» Questions on the material:
1. Repeat the part of the Cocker Spaniel passage starting with "Cocker Spaniels have" and going on through "Right for You?!!".
2. According to the Cocker Spaniel passage, how often should a Cocker Spaniel be taken to a professional groomer?
(Selected passage begins)
Cocker Spaniels are active dogs and should be fed 2 ½ to 3 cups of dog food a day. A mixture of wet food and kibble can provide a balanced diet for Cockers, but you should look for brands that offer high-quality meat proteins, moderate fat levels, vitamins, minerals, and carbohydrates. When your pet becomes a senior, you should transition to a senior diet with less fat and carbohydrates than adult food.

Grooming

Cocker Spaniels have high-maintenance coats, which require daily brushing. You also might want to give them a brush after a walk to ensure there is nothing stuck in their fur. You will also have to take them to a professional groomer every 3 months to keep the coat healthy and your dog comfortable. As they are also prone to ear infections, you will need to check their ears regularly for signs of infection or debris.

Suitable for:

Cocker Spaniels are happy, affectionate, active dogs that love spending time with their families. They are suitable to keep in the city or country if they have space to run and play. They can suffer from separation anxiety and can be pretty vocal about it, so it will need to be trained out of them. They’re ideal for most families with the time to fulfill their high-maintenance grooming and exercise needs.

Which Breed Is Right for You?!!

The Cavalier King Charles Spaniel and Cocker Spaniel are very similar dogs. And at first glance, you might wonder what sets them apart. While the Cocker Spaniel is larger, it isn’t so big that it cannot live in an apartment.

The Cocker Spaniel is more vocal than the Cavalier. If left alone, the Cocker will be very loud about its distaste. They also require more exercise and playtime than the Cavalier. It might not seem like much, but exercise is essential for your dog’s mental stimulation and for curbing destructive behaviors that can arise from boredom and frustration.

In terms of exercise, training, and grooming (because it’s a bigger dog), the Cocker Spaniel needs just a little more from you than the Cavalier. So, if you are in love with both dogs but need a slightly less high-maintenance version, the Cavalier is for you. Cavaliers and Cockers are loving and playful, so whichever you pick, you will instantly fall in love!
(Selected passage ends)
(The data begins)
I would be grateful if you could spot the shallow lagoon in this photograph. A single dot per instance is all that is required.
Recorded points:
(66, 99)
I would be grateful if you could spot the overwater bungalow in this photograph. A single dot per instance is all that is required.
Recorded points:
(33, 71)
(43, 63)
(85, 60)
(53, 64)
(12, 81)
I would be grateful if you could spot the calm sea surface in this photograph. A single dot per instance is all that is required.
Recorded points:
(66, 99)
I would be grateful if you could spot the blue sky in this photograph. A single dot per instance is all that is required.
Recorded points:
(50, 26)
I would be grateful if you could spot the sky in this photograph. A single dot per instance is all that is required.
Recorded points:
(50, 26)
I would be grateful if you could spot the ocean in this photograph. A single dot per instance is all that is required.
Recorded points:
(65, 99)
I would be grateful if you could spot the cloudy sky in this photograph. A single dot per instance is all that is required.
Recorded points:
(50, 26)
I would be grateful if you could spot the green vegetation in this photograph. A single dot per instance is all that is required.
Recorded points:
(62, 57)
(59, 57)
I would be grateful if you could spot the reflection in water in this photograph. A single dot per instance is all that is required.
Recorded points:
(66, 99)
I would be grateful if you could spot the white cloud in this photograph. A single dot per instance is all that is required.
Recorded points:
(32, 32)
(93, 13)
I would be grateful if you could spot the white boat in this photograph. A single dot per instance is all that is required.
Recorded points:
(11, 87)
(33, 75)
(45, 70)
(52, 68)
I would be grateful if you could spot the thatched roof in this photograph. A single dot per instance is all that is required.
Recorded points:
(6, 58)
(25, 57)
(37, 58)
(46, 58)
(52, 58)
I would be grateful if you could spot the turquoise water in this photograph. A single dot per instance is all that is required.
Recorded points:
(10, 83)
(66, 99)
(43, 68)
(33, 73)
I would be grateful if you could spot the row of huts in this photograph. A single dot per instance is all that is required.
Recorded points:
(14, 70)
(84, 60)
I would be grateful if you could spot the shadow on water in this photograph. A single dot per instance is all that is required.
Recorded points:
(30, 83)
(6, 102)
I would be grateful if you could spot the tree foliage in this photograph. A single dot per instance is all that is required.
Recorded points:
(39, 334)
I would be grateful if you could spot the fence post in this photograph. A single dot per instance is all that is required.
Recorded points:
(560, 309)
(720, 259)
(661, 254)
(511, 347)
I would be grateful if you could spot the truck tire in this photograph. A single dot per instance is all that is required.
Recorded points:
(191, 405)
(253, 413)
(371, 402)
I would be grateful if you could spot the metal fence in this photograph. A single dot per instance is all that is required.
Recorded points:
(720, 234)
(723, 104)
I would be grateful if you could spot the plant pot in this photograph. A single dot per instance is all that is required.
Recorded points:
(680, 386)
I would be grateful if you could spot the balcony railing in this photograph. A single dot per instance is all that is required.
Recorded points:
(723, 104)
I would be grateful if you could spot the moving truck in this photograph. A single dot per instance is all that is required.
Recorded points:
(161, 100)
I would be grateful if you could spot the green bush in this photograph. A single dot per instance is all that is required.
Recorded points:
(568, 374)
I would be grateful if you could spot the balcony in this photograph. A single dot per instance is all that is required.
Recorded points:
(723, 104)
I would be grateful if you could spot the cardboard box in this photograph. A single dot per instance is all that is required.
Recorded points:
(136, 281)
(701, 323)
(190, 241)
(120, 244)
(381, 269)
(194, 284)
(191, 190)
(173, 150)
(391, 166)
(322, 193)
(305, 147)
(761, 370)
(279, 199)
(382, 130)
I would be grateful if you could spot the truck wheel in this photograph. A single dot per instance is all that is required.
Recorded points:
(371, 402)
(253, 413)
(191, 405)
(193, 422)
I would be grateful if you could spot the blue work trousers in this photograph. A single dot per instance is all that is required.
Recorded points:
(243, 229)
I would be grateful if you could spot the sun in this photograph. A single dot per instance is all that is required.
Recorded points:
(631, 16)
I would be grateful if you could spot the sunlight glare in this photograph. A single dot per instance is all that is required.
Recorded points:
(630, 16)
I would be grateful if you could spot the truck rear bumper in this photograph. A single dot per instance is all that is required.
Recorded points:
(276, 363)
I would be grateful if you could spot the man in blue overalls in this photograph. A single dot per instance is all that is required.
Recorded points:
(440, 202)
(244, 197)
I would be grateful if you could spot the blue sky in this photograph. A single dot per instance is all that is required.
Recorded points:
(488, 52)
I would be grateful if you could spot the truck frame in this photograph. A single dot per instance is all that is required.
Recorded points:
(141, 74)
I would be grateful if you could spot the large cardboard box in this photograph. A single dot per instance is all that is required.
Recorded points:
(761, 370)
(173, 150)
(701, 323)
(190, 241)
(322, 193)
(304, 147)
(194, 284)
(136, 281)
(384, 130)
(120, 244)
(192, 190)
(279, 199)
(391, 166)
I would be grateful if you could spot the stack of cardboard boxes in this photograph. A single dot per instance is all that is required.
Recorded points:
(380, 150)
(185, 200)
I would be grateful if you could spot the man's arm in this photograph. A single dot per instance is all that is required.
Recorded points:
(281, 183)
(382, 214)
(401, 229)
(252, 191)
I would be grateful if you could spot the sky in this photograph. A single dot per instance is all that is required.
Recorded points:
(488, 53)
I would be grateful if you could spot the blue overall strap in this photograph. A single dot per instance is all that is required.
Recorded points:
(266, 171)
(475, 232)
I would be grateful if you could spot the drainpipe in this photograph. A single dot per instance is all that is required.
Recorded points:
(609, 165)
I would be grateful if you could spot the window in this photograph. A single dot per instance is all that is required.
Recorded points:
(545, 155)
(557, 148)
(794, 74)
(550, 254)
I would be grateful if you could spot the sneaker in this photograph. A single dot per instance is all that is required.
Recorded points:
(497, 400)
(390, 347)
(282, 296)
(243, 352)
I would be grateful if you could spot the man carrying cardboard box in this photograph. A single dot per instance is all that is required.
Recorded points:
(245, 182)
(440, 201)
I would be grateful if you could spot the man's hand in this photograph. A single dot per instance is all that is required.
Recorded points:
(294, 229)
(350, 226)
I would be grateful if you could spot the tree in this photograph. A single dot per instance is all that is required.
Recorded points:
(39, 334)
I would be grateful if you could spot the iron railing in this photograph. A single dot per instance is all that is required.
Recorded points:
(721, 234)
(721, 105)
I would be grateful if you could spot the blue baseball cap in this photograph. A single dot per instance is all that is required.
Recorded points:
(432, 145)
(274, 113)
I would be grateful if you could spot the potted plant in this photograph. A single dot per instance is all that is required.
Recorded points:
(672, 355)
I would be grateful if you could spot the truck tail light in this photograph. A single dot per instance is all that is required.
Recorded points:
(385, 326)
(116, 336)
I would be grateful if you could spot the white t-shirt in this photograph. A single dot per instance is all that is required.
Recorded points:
(The data ends)
» Solutions per task:
1.
Cocker Spaniels have high-maintenance coats, which require daily brushing. You also might want to give them a brush after a walk to ensure there is nothing stuck in their fur. You will also have to take them to a professional groomer every 3 months to keep the coat healthy and your dog comfortable. As they are also prone to ear infections, you will need to check their ears regularly for signs of infection or debris.

Suitable for:

Cocker Spaniels are happy, affectionate, active dogs that love spending time with their families. They are suitable to keep in the city or country if they have space to run and play. They can suffer from separation anxiety and can be pretty vocal about it, so it will need to be trained out of them. They’re ideal for most families with the time to fulfill their high-maintenance grooming and exercise needs.

Which Breed Is Right for You?!!

2. Every 3 months.